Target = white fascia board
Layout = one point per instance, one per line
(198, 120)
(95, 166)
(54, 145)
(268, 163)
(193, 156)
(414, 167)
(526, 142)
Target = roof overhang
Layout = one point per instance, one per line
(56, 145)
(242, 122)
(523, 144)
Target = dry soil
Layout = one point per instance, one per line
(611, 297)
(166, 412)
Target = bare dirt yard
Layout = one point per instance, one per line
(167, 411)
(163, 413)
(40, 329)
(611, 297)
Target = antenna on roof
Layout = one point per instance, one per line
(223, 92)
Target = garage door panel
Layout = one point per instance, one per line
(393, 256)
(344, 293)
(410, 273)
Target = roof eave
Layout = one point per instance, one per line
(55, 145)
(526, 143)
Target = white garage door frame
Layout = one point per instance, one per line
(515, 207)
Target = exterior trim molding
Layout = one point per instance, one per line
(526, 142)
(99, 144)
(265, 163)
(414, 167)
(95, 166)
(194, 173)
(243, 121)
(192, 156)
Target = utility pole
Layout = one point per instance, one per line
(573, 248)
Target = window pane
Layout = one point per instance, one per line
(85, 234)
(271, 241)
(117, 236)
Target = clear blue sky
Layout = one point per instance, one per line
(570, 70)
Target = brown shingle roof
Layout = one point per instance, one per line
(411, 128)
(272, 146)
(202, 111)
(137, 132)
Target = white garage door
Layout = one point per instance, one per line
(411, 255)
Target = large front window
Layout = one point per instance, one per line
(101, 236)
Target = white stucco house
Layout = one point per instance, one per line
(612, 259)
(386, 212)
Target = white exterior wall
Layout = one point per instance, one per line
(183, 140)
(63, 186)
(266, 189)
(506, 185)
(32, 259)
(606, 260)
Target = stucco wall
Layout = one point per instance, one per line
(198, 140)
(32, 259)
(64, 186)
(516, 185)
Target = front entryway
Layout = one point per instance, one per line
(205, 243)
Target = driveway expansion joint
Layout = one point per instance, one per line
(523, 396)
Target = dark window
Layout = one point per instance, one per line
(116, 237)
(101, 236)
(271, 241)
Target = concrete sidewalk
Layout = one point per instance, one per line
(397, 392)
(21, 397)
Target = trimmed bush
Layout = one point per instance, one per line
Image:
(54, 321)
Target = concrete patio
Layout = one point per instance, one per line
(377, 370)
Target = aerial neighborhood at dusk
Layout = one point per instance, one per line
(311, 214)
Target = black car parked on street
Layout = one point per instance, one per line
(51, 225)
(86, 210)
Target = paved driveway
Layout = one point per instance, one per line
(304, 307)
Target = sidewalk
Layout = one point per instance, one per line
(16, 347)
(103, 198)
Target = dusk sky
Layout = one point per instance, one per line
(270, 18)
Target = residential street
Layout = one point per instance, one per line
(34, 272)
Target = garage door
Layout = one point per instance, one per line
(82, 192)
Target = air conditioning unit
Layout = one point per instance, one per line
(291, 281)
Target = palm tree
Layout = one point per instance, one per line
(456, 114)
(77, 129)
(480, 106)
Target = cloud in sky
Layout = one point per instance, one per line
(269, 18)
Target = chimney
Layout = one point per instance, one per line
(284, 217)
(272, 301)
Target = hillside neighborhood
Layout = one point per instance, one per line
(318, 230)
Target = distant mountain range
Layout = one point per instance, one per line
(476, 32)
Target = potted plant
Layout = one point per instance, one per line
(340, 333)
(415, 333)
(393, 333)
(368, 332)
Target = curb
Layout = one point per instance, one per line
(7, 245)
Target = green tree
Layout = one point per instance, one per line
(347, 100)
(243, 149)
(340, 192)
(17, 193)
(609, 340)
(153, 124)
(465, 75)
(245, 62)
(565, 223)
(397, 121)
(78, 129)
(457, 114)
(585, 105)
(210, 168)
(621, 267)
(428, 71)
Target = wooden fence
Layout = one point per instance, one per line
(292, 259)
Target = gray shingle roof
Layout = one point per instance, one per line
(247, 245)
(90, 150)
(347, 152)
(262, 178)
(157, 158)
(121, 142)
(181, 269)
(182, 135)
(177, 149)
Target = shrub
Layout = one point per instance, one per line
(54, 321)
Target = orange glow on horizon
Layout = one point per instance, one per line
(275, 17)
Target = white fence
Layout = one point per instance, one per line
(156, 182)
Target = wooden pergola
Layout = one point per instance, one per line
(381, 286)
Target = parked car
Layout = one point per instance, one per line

☆ ☆ ☆ ☆ ☆

## Work request
Among the records above, repeat exactly the line with "Target = dry soil", the line with "Target = dark window", and every line in between, and only those.

## Problem solution
Target = dry soil
Layout = one point per instance, one per line
(611, 297)
(166, 412)
Target = bare dirt yard
Layout = one point per instance, one per line
(167, 411)
(163, 413)
(40, 329)
(611, 297)
Target = antenna on roof
Layout = one point per instance, one per line
(223, 92)
Target = garage door panel
Layout = one point per instance, one per line
(393, 256)
(344, 293)
(410, 273)
Target = roof eave
Layout = one point per instance, one per line
(55, 145)
(526, 143)
Target = white garage door frame
Layout = one point per instance, one per line
(515, 207)
Target = exterior trim molding
Layout = one point per instance, one per line
(526, 142)
(99, 144)
(265, 163)
(414, 167)
(95, 166)
(194, 173)
(243, 121)
(192, 156)
Target = utility pole
Layout = one point per instance, one per line
(573, 248)
Target = window pane
Layout = one point per instance, one per line
(85, 234)
(271, 241)
(117, 236)
Target = clear blue sky
Layout = one point per instance, one per line
(570, 70)
Target = brown shingle roof
Layout = one point per instance, one per line
(411, 128)
(272, 146)
(202, 111)
(137, 132)
Target = white garage door
Layout = one point per instance, one per line
(411, 255)
Target = large front window
Layout = one point per instance, one per line
(101, 236)
Target = white stucco house
Layout = one point per instance, one per line
(612, 259)
(386, 212)
Target = white exterior wall
Layout = one point per instance, one per line
(183, 140)
(63, 186)
(266, 189)
(506, 185)
(32, 259)
(606, 260)
Target = stucco wall
Layout = one point per instance, one per line
(198, 140)
(32, 259)
(64, 186)
(516, 185)
Target = front entryway
Layout = one point per instance, one per line
(205, 243)
Target = driveway expansion joint
Layout = one point per instance, one per line
(523, 396)
Target = dark window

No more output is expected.